La artista alicantina Begoña Baeza (1975) juega con el cambio de escalas a narrar una historia que engloba, a su vez, otras muchas. Para ello, se vale de efectos visuales dentro de la más pura tradición barroca. Sus proyecciones son trampantojos, engaños de la mirada, en las que los objetos, el mobiliario y los personajes pierden sus proporciones reales para trasladarnos a un espacio imaginario, propio, no se sabe si producto de la realidad o el sueño.
Las imágenes proyectadas se combinan con objetos a pequeña escala, cuya intención es hacer real la fantasía reflejada en las proyecciones, hacer visible la irrealidad. Crear escenas en las que el propio espectador sea partícipe de las mismas, en las que se admita el engaño, como una forma de seducción y juego.

_Qué hacer_.
A. Traduce al inglés esta oración del texto sobre Begoña Baeza: "Para ello, se vale de efectos visuales dentro de la más pura tradición barroca."
B. Por favor, reproduce del texto sobre Begoña Baeza todo lo que va desde "La artista alicantina" hasta "seducción y juego.", sin cambiar nada.

_Líneas extraídas_.
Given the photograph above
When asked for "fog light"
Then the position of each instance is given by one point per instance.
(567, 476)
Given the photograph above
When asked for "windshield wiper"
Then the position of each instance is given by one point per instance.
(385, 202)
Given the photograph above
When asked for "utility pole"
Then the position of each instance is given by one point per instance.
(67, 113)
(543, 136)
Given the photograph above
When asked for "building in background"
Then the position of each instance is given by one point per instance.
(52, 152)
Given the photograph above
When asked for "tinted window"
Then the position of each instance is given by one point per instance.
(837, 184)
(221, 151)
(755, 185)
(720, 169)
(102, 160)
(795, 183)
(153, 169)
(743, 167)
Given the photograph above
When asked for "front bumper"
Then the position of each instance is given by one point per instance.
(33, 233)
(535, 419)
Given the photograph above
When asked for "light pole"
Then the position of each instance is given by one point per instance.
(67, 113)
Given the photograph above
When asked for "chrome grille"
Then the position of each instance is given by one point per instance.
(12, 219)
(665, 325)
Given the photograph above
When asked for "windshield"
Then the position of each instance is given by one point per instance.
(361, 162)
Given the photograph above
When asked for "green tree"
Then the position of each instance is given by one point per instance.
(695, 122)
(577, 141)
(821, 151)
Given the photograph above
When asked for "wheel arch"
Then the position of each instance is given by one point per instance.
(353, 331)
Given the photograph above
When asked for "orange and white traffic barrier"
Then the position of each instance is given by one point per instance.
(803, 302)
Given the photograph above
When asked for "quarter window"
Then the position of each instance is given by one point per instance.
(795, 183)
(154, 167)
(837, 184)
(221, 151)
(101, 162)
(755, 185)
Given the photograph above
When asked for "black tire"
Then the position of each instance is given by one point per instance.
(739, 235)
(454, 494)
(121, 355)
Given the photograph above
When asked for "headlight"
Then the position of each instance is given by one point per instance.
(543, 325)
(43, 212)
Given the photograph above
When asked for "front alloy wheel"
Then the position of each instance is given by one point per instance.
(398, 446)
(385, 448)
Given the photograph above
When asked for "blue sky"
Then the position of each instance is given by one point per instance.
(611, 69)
* * *
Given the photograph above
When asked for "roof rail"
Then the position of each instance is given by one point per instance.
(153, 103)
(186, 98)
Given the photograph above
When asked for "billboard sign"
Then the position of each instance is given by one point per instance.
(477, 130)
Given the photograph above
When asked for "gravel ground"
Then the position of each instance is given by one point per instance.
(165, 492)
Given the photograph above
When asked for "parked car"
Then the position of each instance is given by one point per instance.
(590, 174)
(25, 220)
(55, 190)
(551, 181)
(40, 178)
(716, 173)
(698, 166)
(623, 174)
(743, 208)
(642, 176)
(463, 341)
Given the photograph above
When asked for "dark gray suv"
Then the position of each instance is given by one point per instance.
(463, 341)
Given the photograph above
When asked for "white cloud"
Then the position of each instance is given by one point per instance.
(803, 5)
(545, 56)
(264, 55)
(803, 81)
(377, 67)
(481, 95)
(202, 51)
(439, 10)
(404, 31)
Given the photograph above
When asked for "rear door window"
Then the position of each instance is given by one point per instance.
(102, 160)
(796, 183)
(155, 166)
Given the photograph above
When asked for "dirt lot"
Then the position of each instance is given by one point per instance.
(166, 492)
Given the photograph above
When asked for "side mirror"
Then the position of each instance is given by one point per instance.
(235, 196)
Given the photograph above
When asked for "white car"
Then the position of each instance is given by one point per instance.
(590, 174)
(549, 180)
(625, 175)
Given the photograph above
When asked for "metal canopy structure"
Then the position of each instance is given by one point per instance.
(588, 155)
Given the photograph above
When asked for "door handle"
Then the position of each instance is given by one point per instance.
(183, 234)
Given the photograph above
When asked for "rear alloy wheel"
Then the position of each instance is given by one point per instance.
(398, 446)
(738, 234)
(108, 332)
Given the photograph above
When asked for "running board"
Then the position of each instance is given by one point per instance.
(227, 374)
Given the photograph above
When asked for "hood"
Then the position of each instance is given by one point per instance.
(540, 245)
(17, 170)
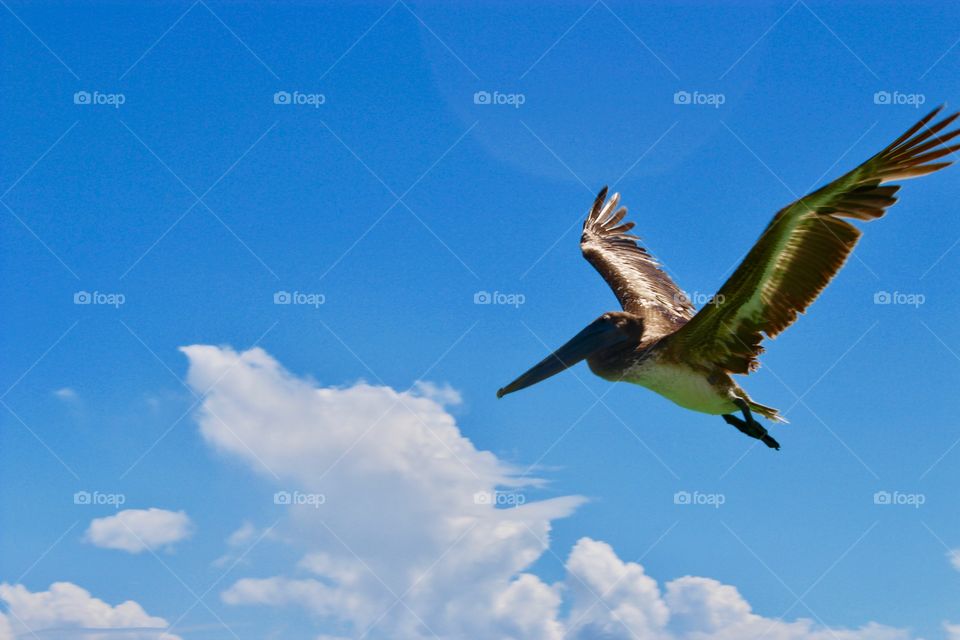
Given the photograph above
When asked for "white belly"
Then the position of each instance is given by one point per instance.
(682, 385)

_Resultados en orden_.
A. To do so, she makes use of visual effects within the purest Baroque tradition.

B.
La artista alicantina Begoña Baeza (1975) juega con el cambio de escalas a narrar una historia que engloba, a su vez, otras muchas. Para ello, se vale de efectos visuales dentro de la más pura tradición barroca. Sus proyecciones son trampantojos, engaños de la mirada, en las que los objetos, el mobiliario y los personajes pierden sus proporciones reales para trasladarnos a un espacio imaginario, propio, no se sabe si producto de la realidad o el sueño.
Las imágenes proyectadas se combinan con objetos a pequeña escala, cuya intención es hacer real la fantasía reflejada en las proyecciones, hacer visible la irrealidad. Crear escenas en las que el propio espectador sea partícipe de las mismas, en las que se admita el engaño, como una forma de seducción y juego.